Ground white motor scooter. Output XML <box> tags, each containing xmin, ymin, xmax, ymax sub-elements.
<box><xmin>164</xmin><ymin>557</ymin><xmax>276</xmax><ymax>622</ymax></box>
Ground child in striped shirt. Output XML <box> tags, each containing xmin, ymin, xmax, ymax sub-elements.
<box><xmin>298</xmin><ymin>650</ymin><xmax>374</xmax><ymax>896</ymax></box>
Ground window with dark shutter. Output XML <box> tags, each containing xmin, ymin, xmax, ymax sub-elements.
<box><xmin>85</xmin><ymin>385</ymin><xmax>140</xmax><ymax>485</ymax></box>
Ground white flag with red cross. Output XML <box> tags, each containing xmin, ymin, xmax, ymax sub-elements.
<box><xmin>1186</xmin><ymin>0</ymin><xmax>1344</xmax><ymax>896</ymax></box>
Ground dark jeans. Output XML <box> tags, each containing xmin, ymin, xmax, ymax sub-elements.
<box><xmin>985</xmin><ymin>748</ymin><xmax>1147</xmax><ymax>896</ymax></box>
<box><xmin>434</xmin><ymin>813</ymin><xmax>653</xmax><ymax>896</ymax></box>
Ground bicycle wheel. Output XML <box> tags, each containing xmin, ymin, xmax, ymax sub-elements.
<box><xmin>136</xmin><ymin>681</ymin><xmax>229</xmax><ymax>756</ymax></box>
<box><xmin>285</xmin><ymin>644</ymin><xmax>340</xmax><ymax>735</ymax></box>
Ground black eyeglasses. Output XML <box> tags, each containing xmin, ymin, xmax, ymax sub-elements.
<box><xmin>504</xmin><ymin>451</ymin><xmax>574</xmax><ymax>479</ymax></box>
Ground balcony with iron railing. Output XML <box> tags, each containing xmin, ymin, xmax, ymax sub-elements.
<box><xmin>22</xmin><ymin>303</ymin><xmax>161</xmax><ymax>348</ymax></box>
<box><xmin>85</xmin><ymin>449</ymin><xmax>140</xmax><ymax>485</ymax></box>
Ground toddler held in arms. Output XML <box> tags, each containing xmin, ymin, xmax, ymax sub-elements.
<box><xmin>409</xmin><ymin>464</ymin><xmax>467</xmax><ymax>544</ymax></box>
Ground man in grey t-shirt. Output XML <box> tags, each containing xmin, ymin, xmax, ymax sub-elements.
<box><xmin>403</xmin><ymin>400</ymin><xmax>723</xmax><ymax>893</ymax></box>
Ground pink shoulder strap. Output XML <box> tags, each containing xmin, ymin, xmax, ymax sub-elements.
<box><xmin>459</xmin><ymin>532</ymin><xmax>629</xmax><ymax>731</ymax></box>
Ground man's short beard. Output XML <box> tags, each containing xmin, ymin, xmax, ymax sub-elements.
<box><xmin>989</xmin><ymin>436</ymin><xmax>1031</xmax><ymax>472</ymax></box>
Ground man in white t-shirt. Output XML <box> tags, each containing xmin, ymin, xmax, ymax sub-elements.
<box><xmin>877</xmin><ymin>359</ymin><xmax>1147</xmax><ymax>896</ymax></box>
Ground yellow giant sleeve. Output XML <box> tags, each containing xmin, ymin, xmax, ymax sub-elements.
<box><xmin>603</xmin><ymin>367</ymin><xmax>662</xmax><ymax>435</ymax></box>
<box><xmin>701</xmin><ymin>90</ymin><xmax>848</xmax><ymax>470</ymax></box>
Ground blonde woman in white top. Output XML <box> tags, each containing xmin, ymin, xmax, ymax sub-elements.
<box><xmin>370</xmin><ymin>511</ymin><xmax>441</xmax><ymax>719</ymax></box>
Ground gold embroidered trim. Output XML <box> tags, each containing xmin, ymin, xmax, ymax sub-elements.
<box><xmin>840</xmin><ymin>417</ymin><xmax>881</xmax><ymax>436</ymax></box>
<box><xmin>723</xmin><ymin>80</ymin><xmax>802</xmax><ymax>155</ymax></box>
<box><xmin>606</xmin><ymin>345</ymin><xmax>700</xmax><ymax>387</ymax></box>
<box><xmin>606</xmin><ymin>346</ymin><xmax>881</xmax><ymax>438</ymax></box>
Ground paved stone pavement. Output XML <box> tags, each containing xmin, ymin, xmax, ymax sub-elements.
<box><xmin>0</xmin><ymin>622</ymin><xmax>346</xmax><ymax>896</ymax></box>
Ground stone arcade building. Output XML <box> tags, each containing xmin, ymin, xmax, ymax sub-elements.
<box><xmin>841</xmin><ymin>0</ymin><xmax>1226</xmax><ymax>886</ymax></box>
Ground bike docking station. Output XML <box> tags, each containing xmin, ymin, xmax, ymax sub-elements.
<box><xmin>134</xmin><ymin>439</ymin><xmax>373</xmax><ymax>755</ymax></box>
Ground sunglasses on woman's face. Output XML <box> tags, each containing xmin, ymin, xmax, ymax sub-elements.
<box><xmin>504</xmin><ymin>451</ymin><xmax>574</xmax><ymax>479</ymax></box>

################

*Aufgabe*: Zähle, wie viele der obigen Zeilen das Wort „dark“ enthalten, wobei Groß- und Kleinschreibung zu beachten ist. Gib nur die Anzahl an.

*Lösung*: 2